**Aim of the task:** Starting at the line containing "In this picture, where can the patterned" and continuing through the last of the rows, rewrite those lines with "folded white napkin" changed to "cloth napkin" and everything else left unchanged.

**Provided entries:**
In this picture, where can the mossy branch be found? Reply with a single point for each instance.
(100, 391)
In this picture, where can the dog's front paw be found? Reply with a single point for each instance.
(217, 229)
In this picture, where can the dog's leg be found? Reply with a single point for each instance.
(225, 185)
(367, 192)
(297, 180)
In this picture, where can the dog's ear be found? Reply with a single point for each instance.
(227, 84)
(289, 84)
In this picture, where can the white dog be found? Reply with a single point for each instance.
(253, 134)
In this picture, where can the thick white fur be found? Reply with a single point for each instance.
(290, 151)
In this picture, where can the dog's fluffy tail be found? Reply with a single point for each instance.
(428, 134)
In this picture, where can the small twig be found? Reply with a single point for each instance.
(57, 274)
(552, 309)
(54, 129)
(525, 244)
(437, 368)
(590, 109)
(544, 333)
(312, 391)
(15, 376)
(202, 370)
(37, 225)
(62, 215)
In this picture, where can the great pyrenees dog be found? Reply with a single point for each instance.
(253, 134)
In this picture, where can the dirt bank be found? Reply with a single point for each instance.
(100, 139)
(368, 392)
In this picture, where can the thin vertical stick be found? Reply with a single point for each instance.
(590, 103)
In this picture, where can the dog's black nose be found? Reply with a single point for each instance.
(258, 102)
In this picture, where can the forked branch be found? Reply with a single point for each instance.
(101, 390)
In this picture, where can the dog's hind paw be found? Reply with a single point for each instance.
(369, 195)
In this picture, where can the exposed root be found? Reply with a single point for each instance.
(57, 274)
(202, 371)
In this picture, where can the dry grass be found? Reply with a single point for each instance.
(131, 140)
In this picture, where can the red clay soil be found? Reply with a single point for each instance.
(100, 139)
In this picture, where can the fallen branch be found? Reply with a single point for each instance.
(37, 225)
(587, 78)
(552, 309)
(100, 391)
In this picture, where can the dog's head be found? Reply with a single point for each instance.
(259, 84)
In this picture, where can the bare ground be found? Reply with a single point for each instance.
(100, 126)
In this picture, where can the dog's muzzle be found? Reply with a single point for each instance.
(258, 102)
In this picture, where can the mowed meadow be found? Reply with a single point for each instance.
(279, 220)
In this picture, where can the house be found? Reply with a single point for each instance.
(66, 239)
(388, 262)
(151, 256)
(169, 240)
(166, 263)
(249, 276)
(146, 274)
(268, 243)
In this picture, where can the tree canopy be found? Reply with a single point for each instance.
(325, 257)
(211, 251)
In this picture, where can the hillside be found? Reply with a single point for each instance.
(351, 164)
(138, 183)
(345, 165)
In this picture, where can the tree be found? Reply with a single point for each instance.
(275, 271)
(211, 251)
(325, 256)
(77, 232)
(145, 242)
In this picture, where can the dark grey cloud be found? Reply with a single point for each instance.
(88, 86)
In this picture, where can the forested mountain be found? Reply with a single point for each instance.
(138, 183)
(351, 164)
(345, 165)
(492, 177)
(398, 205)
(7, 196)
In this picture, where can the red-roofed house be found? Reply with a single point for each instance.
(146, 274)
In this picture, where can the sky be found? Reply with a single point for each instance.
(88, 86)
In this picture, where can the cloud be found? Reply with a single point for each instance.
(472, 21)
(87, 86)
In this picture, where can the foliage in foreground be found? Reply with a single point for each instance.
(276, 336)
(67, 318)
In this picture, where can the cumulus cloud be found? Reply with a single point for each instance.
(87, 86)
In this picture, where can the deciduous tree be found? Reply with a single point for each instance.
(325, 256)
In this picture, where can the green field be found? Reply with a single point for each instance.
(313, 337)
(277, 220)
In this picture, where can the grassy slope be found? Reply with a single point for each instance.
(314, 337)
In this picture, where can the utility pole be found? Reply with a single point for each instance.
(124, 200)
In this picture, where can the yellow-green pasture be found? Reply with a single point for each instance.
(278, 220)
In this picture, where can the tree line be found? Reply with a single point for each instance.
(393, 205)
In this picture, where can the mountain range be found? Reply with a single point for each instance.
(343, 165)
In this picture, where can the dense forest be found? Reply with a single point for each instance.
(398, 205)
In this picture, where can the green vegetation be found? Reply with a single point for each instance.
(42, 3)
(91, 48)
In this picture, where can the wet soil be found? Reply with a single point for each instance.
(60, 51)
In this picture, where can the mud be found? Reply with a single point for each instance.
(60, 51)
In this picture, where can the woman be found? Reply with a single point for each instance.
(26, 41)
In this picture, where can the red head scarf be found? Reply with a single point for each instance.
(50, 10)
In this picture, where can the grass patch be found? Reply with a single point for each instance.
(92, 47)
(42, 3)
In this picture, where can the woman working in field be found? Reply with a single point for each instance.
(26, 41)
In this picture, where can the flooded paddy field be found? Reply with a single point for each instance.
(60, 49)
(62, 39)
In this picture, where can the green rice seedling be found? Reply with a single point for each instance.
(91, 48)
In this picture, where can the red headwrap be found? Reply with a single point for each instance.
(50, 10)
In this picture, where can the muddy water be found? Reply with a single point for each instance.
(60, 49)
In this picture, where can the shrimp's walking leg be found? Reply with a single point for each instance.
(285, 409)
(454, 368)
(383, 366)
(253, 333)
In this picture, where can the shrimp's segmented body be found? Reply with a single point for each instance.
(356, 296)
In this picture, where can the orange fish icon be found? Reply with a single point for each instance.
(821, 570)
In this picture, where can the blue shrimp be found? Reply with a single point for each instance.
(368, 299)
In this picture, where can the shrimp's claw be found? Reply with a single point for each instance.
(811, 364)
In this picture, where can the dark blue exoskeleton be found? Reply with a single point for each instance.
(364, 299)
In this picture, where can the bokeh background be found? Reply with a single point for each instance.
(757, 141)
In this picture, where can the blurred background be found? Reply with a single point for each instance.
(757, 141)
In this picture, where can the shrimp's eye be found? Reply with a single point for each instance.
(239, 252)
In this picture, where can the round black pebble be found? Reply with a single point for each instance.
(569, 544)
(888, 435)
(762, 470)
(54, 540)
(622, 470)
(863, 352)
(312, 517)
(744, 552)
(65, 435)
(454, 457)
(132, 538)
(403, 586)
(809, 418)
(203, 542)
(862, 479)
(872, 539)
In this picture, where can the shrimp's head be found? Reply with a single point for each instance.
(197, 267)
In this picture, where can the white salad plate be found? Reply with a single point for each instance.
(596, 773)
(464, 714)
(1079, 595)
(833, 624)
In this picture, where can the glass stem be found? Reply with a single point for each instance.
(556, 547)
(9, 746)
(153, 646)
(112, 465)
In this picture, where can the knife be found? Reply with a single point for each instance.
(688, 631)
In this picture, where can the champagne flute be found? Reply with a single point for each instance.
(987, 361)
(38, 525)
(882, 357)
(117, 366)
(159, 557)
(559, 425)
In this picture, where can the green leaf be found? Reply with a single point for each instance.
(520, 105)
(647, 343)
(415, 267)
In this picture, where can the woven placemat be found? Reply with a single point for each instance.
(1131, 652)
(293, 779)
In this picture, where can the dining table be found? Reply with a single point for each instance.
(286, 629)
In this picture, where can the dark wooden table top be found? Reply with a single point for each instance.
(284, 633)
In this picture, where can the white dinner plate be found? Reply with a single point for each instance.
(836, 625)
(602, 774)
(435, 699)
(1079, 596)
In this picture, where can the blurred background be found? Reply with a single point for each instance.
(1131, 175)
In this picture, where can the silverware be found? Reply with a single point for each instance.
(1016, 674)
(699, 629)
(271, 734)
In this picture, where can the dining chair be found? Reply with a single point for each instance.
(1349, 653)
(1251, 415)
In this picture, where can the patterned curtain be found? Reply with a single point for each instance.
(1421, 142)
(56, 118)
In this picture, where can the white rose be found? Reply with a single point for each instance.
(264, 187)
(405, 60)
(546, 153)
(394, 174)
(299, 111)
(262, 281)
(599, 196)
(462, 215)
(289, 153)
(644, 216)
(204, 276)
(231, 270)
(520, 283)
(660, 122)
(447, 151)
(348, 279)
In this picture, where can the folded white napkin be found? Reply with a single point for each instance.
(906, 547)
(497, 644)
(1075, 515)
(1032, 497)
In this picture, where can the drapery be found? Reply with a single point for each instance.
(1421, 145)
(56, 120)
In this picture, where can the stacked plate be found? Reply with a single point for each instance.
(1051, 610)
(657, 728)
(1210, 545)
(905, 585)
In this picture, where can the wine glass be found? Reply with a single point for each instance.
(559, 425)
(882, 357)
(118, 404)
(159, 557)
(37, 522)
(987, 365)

**Exercise answer:**
In this picture, where can the patterned curtain be found? Reply with a single point for each instance.
(1421, 142)
(56, 118)
In this picture, where can the white rose be found? Reply with a single point for each instance.
(264, 187)
(405, 60)
(546, 153)
(394, 174)
(299, 111)
(262, 281)
(599, 196)
(462, 215)
(289, 153)
(644, 216)
(204, 276)
(231, 270)
(520, 283)
(660, 122)
(447, 151)
(348, 279)
In this picture, where can the cloth napkin be found? Reply with a single point for each instance.
(906, 547)
(497, 644)
(1075, 515)
(1032, 497)
In this picture, where can the drapery be found? Reply with a single point for each instance.
(1421, 145)
(56, 120)
In this picture, where can the stacked plate be found? Reply with a single point for each instance.
(1051, 610)
(657, 728)
(1210, 545)
(905, 585)
In this picture, where can the wine glass be found? Reply with a single point for each instance.
(559, 425)
(882, 357)
(118, 404)
(159, 557)
(37, 522)
(987, 365)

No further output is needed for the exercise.